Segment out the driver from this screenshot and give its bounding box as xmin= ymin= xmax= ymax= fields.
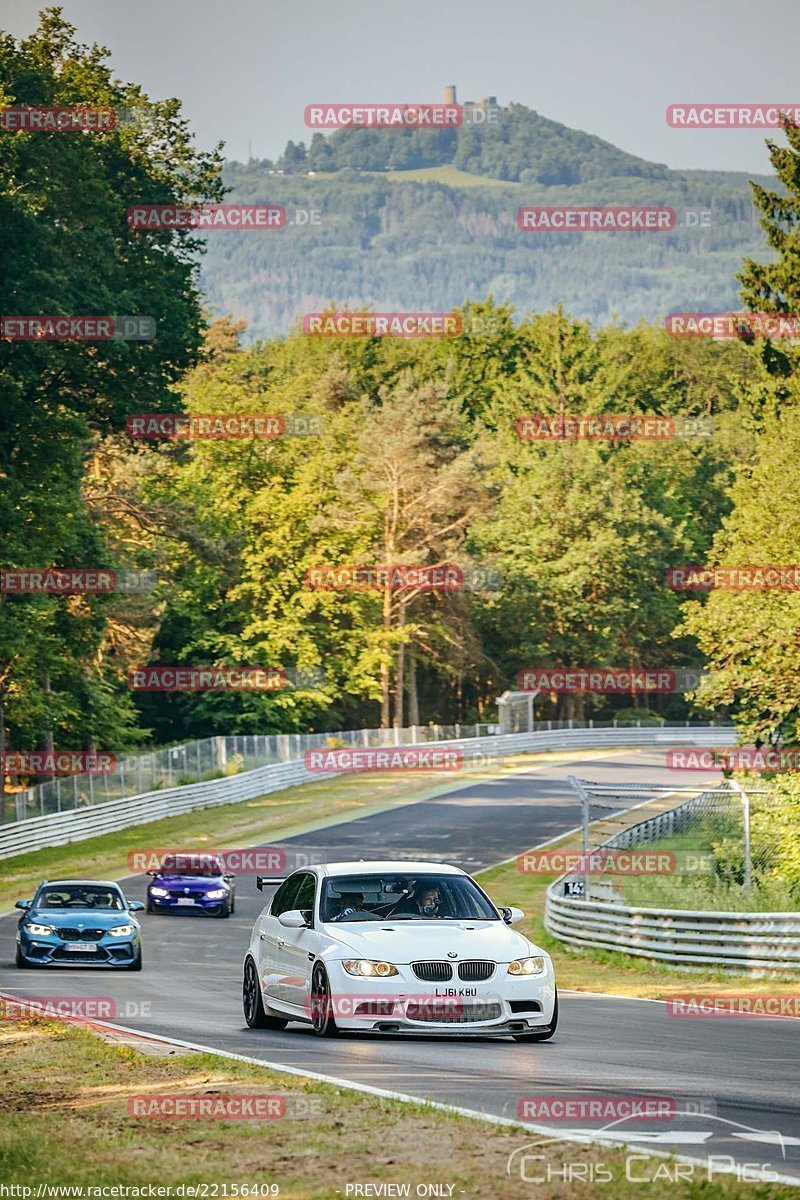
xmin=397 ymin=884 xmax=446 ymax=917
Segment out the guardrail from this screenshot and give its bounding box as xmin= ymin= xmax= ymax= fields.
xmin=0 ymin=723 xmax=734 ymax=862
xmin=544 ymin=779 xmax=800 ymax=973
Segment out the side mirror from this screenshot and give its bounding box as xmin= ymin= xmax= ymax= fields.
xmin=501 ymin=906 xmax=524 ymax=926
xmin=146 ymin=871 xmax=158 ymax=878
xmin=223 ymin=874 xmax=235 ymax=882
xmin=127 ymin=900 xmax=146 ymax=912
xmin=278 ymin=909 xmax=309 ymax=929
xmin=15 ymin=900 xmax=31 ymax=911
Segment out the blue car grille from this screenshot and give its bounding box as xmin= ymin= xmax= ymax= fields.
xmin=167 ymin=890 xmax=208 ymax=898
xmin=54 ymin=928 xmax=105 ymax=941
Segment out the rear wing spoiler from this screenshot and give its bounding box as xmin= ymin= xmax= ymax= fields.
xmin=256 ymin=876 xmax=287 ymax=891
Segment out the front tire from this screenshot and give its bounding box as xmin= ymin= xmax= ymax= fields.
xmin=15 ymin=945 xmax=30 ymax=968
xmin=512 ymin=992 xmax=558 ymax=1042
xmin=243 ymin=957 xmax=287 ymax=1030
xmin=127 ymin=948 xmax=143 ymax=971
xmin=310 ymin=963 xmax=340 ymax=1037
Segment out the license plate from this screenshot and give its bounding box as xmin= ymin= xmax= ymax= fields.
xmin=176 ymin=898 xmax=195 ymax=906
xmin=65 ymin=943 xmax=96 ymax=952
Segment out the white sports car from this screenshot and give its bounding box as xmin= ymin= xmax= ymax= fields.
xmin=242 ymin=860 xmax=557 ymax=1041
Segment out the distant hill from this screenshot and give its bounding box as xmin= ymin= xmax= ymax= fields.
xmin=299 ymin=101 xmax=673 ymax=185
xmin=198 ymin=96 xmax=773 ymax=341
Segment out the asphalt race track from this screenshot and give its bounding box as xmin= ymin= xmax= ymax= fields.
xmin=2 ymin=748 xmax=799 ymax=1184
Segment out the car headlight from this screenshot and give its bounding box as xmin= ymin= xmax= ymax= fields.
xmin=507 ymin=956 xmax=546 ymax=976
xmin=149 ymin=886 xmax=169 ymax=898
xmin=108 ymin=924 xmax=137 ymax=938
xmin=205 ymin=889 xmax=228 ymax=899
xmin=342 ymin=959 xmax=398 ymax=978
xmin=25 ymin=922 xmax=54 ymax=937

• • • •

> **ASSIGNMENT**
Reproduce every record above exactly, omitting the pictures.

> **OUTPUT BELOW**
Segment out the driver from this screenshot and give its bounding box as xmin= ymin= xmax= ymax= fields.
xmin=397 ymin=884 xmax=446 ymax=917
Segment out the guardrail from this screenshot and give its bounding box as xmin= ymin= xmax= ymax= fields.
xmin=0 ymin=723 xmax=734 ymax=862
xmin=544 ymin=779 xmax=800 ymax=973
Segment out the side mirror from this screenshot and give its bounding box as xmin= ymin= xmax= ymax= fields.
xmin=501 ymin=906 xmax=524 ymax=926
xmin=146 ymin=871 xmax=158 ymax=878
xmin=223 ymin=874 xmax=235 ymax=882
xmin=127 ymin=900 xmax=146 ymax=912
xmin=278 ymin=909 xmax=309 ymax=929
xmin=15 ymin=900 xmax=31 ymax=911
Segment out the blue car grille from this screenshot and give its bounding box as xmin= ymin= xmax= ymax= fields.
xmin=167 ymin=890 xmax=208 ymax=898
xmin=54 ymin=928 xmax=105 ymax=941
Segment out the rear wing spoiler from this screenshot and give its bounding box as xmin= ymin= xmax= ymax= fields.
xmin=256 ymin=876 xmax=287 ymax=891
Segment out the front tire from this screenshot and give its bounding box as xmin= ymin= xmax= ymax= fields.
xmin=15 ymin=945 xmax=30 ymax=968
xmin=512 ymin=992 xmax=558 ymax=1042
xmin=243 ymin=957 xmax=287 ymax=1030
xmin=127 ymin=948 xmax=143 ymax=971
xmin=310 ymin=963 xmax=340 ymax=1037
Segment out the license plate from this screenshot and give its bounding box as xmin= ymin= xmax= ymax= fields.
xmin=176 ymin=898 xmax=195 ymax=906
xmin=65 ymin=943 xmax=96 ymax=952
Segment out the white sports car from this screenshot and give its bounding box as xmin= ymin= xmax= ymax= fields.
xmin=242 ymin=860 xmax=557 ymax=1041
Segment out the distant hill from this screenshot and give its bounding box as xmin= ymin= xmax= ymax= fields.
xmin=299 ymin=101 xmax=673 ymax=185
xmin=198 ymin=96 xmax=773 ymax=341
Segment out the asphalt race track from this screenshot and give its bounding box as xmin= ymin= xmax= ymax= fields.
xmin=2 ymin=748 xmax=799 ymax=1184
Segment out the car headlight from this screenshot and give its bounding box as xmin= ymin= xmax= ymax= fields.
xmin=507 ymin=956 xmax=546 ymax=976
xmin=149 ymin=886 xmax=169 ymax=898
xmin=108 ymin=924 xmax=137 ymax=938
xmin=205 ymin=889 xmax=228 ymax=899
xmin=342 ymin=959 xmax=398 ymax=978
xmin=25 ymin=922 xmax=54 ymax=937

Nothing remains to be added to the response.